* _Problem description_
Could you write out all the data below again with "Note for the class" switched to "Reminder for the class" everywhere it occurs, keeping everything else the same and leaving out the pictures?

Data records:
= = = = =

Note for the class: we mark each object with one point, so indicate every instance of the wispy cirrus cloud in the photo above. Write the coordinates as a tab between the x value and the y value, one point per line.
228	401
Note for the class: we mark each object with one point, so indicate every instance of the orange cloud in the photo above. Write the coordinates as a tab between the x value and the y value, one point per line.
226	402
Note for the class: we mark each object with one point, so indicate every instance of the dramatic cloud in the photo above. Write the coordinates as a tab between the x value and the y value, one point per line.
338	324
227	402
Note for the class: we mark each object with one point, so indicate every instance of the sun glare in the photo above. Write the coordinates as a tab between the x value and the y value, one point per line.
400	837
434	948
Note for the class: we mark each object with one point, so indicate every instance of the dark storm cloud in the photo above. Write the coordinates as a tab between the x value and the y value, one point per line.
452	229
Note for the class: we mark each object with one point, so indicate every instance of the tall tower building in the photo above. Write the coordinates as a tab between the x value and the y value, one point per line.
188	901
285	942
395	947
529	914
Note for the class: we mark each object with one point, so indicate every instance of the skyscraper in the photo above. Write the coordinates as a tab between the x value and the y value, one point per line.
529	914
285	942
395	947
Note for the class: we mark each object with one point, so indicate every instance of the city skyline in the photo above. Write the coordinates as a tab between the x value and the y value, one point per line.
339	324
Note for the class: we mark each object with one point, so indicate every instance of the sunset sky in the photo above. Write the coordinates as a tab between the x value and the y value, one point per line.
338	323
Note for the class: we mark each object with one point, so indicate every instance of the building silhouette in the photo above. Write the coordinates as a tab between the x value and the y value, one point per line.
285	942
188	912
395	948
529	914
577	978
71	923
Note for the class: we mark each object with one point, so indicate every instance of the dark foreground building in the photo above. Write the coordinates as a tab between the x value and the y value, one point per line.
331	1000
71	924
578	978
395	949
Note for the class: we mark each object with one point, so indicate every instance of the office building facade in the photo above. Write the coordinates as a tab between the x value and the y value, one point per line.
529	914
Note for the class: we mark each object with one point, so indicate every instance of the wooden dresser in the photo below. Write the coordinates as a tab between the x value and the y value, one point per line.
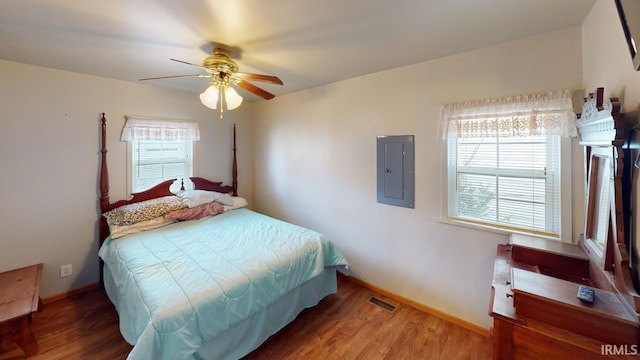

= = = = =

* _Final result_
Reminder for the class: we mark each object with one point, so indicate every instance of the wispy cirrus cloud in the photo above. Write the coordinates as a tab between the x value and the y value, one point per line.
228	401
Reminder for the class: we mark each object with one point, so indicate every instance of the orange cloud in the photo above. Write the coordinates as a tab between the x value and the y value, one point per line.
226	402
Reminder for the class: we mark each object with one point, so indicate every instance of the dramatic cloud in the photo above. Write the coordinates as a tab between the x value and the y value, one point per line.
338	324
227	402
Reminder for the class: we mark each object with one point, so indicate every instance of the sun glare in the photo above. Write the coordinates as a tab between the x value and the y value, one point per line.
400	837
434	948
Reminder for the class: we mark each object with one point, so indicate every instance of the dark storm cloud in the photo above. Write the coordinates as a tab between the x value and the y value, one point per line.
452	229
Reminder for the class: we mark each object with one point, so indicate every instance of the tall tower building in the photo above. Write the coordinates as a tab between the x value and the y value, one point per line.
188	901
285	942
395	947
529	914
Reminder for the class: we mark each object with one point, so indicate every instance of the skyscraper in the photo above. Write the coordinates as a tab between the x value and the y value, one point per line.
529	914
285	942
395	947
Reminder for the class: we mark each object with one point, so indicate every instance of the city skyline in the photo above. Write the coordinates as a tab between the x value and the y value, one point per line.
339	324
Reminder for the class: we mark each object with one point, so indicate every instance of the sunset sky in the photo above. Write the coordinates as a tab between the x value and the y value, one point per line.
338	323
Reminder for the class: we mark each object with one point, so indicate every instance of the building silhouette in the photo above. Write the coordinates as a tab between the x value and the y value, one point per line.
285	942
188	912
395	948
529	914
577	978
71	923
Reminder for the class: we mark each object with one point, so indicate every instance of the dark foreground building in the photo above. Write the coordinates as a tab between the x value and the y value, one point per line.
331	1000
71	924
578	978
395	949
Reminder for the class: we mark each object with one point, so indicate every instance of the office building facade in the photo above. Write the coordinates as a tab between the x value and the y value, one point per line.
529	914
Reminder for the class: we mark each object with one point, so indicate every instance of the wooden dresser in the photo below. Write the coordinates as a tab between the x value and the y value, one point per line.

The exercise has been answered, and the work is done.